## [EXERCISE GOAL]
Read through the data and count the lines that contain the string "grass"; give only the result.

## [PROVIDED DATA]
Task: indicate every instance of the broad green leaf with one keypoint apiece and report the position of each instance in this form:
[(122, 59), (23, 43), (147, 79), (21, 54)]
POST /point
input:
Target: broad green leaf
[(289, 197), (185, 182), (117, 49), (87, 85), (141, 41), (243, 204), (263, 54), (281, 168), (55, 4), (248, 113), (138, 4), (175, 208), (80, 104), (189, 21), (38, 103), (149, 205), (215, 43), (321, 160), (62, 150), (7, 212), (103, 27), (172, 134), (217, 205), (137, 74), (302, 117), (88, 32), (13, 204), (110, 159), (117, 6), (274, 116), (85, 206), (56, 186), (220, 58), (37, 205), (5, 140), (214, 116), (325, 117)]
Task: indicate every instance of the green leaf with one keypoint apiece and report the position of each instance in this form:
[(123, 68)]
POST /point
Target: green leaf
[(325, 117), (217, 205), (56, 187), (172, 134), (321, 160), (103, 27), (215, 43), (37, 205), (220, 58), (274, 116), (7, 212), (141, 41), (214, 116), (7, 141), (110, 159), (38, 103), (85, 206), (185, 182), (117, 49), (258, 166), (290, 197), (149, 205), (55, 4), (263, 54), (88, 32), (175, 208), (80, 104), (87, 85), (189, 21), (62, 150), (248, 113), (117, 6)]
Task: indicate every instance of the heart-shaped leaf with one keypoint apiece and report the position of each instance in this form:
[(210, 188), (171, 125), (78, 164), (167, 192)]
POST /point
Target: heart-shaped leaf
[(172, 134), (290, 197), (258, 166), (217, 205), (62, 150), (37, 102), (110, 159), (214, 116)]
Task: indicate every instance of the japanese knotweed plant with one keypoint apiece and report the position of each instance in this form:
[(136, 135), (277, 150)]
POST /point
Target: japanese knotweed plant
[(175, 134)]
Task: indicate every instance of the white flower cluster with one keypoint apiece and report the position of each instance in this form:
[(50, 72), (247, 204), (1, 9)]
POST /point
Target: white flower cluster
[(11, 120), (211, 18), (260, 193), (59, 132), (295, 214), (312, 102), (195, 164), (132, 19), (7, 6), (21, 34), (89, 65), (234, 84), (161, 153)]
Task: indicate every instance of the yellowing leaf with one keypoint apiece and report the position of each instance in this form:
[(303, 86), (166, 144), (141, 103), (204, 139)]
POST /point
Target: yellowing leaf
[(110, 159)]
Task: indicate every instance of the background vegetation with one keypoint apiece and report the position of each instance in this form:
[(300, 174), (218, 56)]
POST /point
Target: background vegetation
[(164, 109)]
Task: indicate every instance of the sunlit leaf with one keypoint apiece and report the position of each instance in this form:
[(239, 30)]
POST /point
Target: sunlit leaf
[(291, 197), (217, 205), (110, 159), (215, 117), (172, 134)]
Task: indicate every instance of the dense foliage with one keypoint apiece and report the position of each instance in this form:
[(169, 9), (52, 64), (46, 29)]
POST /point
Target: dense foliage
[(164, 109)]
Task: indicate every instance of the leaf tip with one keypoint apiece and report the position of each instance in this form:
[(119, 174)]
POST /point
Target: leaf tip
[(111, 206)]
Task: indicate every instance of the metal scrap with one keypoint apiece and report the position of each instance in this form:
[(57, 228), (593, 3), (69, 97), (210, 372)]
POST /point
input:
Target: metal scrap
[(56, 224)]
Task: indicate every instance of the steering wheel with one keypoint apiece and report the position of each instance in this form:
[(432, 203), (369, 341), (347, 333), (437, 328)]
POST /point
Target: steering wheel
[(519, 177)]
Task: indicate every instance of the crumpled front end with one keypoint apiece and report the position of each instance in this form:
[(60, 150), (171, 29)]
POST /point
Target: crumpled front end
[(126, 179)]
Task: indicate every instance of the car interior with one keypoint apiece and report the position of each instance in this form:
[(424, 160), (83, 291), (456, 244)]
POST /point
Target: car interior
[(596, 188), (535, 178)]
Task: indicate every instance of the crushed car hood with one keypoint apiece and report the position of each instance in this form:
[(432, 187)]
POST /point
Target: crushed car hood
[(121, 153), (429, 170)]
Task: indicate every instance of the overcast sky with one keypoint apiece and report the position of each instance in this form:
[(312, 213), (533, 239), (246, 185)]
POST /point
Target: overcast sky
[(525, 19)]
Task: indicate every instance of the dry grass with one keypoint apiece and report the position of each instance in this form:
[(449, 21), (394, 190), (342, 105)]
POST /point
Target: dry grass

## [TASK RESPONSE]
2